PASSAGE TO READ:
The CRC error could also be some very old damage. The CRC algorithm used by dirmaint twenty years ago was initially implemented wrong with CMS pipelines. As a result, dirmaint took to using CRC16I. Caveat emptor.

fbi-ranger commented 8 years ago

Dear Peter,

That is quite interesting and good to hear. What I will do is to run a z/VM install under 6.3 as well. I suppose that there might be a bug in 5.4 as it is quite old that might be triggered by a slight deviation from a real zSeries specification. In case 6.3 works well, maybe I could collect the VMDumps of DSP005.

Thank you for this information. I will post my findings.

Regards, Florian

Peter-J-Jansen commented 8 years ago

Thanks for the info John.

DATASET ENTRIES:
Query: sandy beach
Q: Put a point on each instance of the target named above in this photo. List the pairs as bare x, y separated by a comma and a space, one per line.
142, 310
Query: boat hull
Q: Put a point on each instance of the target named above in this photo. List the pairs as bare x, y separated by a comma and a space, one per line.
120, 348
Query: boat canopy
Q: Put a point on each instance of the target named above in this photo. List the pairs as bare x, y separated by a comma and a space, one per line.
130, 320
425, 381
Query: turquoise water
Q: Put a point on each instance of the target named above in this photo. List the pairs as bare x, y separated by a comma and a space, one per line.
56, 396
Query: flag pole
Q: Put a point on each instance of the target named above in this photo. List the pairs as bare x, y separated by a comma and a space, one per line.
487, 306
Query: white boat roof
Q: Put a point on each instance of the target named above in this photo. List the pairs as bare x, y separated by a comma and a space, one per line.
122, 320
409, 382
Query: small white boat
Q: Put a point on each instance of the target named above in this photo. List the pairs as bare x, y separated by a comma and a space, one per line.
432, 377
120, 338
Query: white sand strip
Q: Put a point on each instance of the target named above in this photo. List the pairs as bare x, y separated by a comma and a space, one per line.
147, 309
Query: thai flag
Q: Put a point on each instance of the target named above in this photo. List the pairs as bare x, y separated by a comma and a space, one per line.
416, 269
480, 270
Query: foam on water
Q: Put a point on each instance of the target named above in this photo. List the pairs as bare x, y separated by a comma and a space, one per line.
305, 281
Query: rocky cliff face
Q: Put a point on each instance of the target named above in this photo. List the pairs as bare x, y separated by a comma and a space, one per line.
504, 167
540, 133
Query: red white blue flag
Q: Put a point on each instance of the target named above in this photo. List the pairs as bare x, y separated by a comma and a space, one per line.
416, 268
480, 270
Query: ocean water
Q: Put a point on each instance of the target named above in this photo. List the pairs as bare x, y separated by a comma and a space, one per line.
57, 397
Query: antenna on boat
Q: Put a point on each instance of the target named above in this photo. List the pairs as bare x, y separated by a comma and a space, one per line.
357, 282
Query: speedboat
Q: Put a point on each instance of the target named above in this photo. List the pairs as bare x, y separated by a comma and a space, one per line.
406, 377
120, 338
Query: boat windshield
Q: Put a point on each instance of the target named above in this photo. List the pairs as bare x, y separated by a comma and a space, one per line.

STATED EXERCISE:
From the forum thread on the CRC error, reproduce the portion starting at "The CRC error" and ending at "post my findings.", substituting "standard" for "specification".

TASK ANSWER:
The CRC error could also be some very old damage. The CRC algorithm used by dirmaint twenty years ago was initially implemented wrong with CMS pipelines. As a result, dirmaint took to using CRC16I. Caveat emptor.

fbi-ranger commented 8 years ago

Dear Peter,

That is quite interesting and good to hear. What I will do is to run a z/VM install under 6.3 as well. I suppose that there might be a bug in 5.4 as it is quite old that might be triggered by a slight deviation from a real zSeries standard. In case 6.3 works well, maybe I could collect the VMDumps of DSP005.

Thank you for this information. I will post my findings.